----- RAW DATA

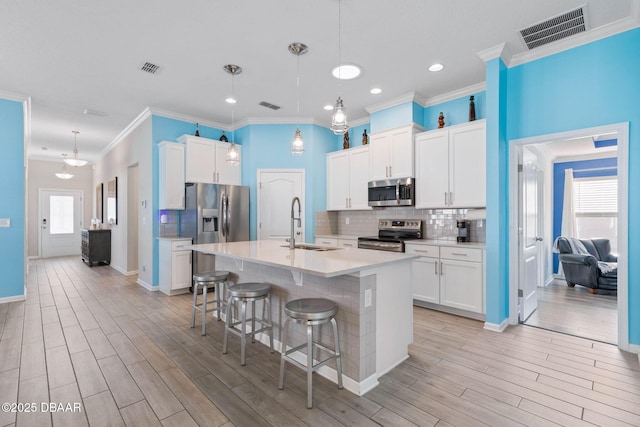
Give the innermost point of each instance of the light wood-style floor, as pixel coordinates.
(575, 311)
(127, 355)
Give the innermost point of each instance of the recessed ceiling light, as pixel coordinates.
(346, 71)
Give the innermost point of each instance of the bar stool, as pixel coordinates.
(243, 293)
(205, 279)
(310, 312)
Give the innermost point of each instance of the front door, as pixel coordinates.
(276, 190)
(60, 222)
(530, 236)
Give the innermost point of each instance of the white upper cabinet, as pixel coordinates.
(171, 175)
(391, 153)
(451, 167)
(206, 161)
(347, 178)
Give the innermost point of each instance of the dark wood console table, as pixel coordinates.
(96, 246)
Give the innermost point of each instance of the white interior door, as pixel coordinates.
(60, 222)
(276, 190)
(530, 236)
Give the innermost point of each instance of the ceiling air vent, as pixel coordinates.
(557, 28)
(269, 105)
(150, 68)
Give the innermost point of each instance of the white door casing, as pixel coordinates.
(529, 236)
(60, 229)
(276, 190)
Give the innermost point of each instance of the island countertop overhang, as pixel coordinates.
(331, 263)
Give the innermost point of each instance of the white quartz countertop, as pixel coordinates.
(332, 263)
(446, 242)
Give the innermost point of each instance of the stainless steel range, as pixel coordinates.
(391, 235)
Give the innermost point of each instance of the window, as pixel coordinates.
(61, 214)
(596, 208)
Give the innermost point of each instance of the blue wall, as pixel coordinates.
(455, 111)
(12, 194)
(269, 147)
(558, 187)
(165, 129)
(592, 85)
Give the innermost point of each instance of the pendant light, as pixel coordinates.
(233, 153)
(339, 119)
(65, 174)
(297, 146)
(75, 161)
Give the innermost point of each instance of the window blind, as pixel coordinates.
(595, 195)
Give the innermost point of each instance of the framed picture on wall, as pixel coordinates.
(99, 212)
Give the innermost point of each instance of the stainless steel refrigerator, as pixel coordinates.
(214, 213)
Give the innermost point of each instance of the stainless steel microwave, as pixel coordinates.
(392, 192)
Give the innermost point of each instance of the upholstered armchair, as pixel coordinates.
(588, 262)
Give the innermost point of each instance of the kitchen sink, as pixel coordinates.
(313, 247)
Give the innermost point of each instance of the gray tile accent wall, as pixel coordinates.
(438, 223)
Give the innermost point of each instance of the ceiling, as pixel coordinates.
(78, 55)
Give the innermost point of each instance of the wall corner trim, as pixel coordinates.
(402, 99)
(501, 51)
(494, 327)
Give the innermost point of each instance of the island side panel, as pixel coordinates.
(356, 324)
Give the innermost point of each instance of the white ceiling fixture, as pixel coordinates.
(65, 174)
(297, 146)
(339, 124)
(233, 153)
(75, 161)
(346, 71)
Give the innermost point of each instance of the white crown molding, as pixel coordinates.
(188, 119)
(590, 36)
(12, 96)
(146, 113)
(460, 93)
(499, 51)
(402, 99)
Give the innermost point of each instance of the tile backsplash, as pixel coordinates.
(438, 223)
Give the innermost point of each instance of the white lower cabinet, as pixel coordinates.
(448, 276)
(175, 266)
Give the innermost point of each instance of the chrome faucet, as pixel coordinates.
(292, 240)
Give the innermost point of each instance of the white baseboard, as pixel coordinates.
(147, 286)
(14, 298)
(496, 327)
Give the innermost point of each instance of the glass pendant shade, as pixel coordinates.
(339, 124)
(297, 146)
(65, 174)
(75, 161)
(233, 154)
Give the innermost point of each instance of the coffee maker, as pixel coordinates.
(463, 230)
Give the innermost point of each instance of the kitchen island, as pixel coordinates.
(372, 289)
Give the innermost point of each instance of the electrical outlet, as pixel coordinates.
(367, 298)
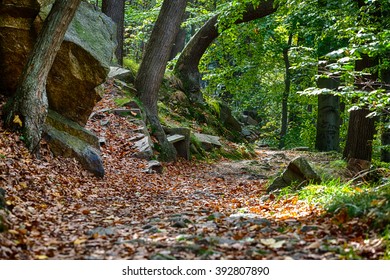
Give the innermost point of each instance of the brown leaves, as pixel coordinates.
(59, 211)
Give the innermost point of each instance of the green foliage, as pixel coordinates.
(365, 201)
(130, 64)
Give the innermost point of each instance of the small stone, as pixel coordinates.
(102, 231)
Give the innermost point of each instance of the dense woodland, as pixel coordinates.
(263, 125)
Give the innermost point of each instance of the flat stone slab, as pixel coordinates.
(208, 141)
(175, 138)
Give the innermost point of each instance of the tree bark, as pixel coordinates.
(115, 9)
(328, 118)
(361, 130)
(186, 68)
(385, 137)
(28, 108)
(179, 44)
(286, 93)
(152, 68)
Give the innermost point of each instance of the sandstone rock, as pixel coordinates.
(297, 174)
(61, 123)
(124, 75)
(64, 144)
(81, 64)
(154, 166)
(144, 148)
(144, 145)
(228, 120)
(208, 141)
(16, 40)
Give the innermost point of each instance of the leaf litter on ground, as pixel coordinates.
(193, 210)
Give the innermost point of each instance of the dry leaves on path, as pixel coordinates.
(191, 211)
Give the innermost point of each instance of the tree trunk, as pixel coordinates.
(179, 44)
(385, 137)
(286, 93)
(152, 68)
(186, 68)
(115, 9)
(361, 130)
(328, 118)
(28, 108)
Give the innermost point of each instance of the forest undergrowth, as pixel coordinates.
(57, 210)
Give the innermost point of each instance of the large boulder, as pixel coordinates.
(82, 63)
(297, 174)
(227, 118)
(17, 38)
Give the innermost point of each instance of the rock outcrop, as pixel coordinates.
(297, 174)
(81, 65)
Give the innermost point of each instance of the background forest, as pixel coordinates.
(271, 79)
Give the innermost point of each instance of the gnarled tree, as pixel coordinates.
(115, 9)
(186, 68)
(28, 107)
(152, 68)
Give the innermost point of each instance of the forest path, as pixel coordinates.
(191, 211)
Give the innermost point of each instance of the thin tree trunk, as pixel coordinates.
(115, 9)
(286, 93)
(328, 118)
(152, 68)
(385, 137)
(28, 108)
(361, 130)
(186, 68)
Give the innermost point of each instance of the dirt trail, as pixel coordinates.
(191, 211)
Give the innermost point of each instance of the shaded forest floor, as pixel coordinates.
(193, 210)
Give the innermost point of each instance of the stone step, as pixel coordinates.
(176, 138)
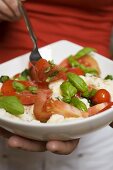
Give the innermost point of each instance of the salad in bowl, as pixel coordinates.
(46, 94)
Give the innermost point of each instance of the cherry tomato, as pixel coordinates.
(89, 61)
(26, 97)
(7, 88)
(76, 70)
(101, 96)
(37, 71)
(65, 63)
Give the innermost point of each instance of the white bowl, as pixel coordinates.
(60, 131)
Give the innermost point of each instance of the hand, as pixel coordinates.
(9, 10)
(111, 124)
(58, 147)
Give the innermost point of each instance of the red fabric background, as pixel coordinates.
(88, 23)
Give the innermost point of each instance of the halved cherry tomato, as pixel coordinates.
(97, 108)
(7, 88)
(65, 63)
(76, 70)
(89, 61)
(39, 109)
(38, 71)
(26, 97)
(101, 96)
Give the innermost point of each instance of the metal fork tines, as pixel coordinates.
(35, 55)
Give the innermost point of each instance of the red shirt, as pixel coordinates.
(88, 23)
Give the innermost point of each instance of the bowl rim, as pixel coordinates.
(60, 124)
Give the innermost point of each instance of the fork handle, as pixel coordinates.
(28, 23)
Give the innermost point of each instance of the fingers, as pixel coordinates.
(60, 147)
(26, 144)
(4, 133)
(111, 124)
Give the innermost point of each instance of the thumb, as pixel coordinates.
(111, 124)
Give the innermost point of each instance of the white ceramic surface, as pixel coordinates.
(61, 131)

----------

**CHALLENGE**
Extract, exactly as written, the span of lines from the one holding "Give the innermost point of each instance of the thin" through the last line, inclusive. Skip any picture.

**CORRECT ANSWER**
Give the innermost point of each instance of the thin tree trunk, as pixel coordinates.
(115, 9)
(286, 93)
(328, 118)
(152, 68)
(385, 137)
(28, 108)
(361, 130)
(186, 68)
Give the innermost point of each instance of the dirt trail, as pixel coordinates.
(191, 211)
Give the innermost point of each instance of the shaded forest floor, as pixel coordinates.
(193, 210)
Give the innermost point of each instance of the stone step, as pixel coordinates.
(176, 138)
Give the innermost point of each instance of the salad in bowl, as pixel coordinates.
(46, 94)
Give the innermost point of each instance of the cherry tomato, as pixel coordinates.
(89, 61)
(26, 97)
(7, 88)
(76, 70)
(101, 96)
(37, 71)
(65, 63)
Give the innermost point of each instance of the white bowl, as pixel coordinates.
(60, 131)
Give the innermost point of each instance of the hand, as pixel coordinates.
(9, 10)
(111, 124)
(58, 147)
Give the innermost point of each instance of the red fabric background, as pixel coordinates.
(88, 23)
Give the innermost point of each instance of the halved cherry tomato, as pixel coordinates.
(97, 108)
(7, 88)
(65, 63)
(76, 70)
(89, 61)
(39, 109)
(38, 71)
(26, 97)
(101, 96)
Give the innermost point of each instance of the metal fork tines, as pixel coordinates.
(35, 55)
Give the innermost point of each instance of the red shirt, as pixel coordinates.
(88, 23)
Give the innermost point of each instance of the bowl rim, as pixel coordinates.
(60, 124)
Give the innermost point of each instance of the fork handle, as pixel coordinates.
(28, 23)
Give the innermost point of each instance of the fingers, as pixel coordinates.
(60, 147)
(26, 144)
(4, 133)
(111, 124)
Give the innermost point of each instance of the thumb, as pixel coordinates.
(111, 124)
Give the innermost point of each instance of the white ceramic surface, as pixel coordinates.
(61, 131)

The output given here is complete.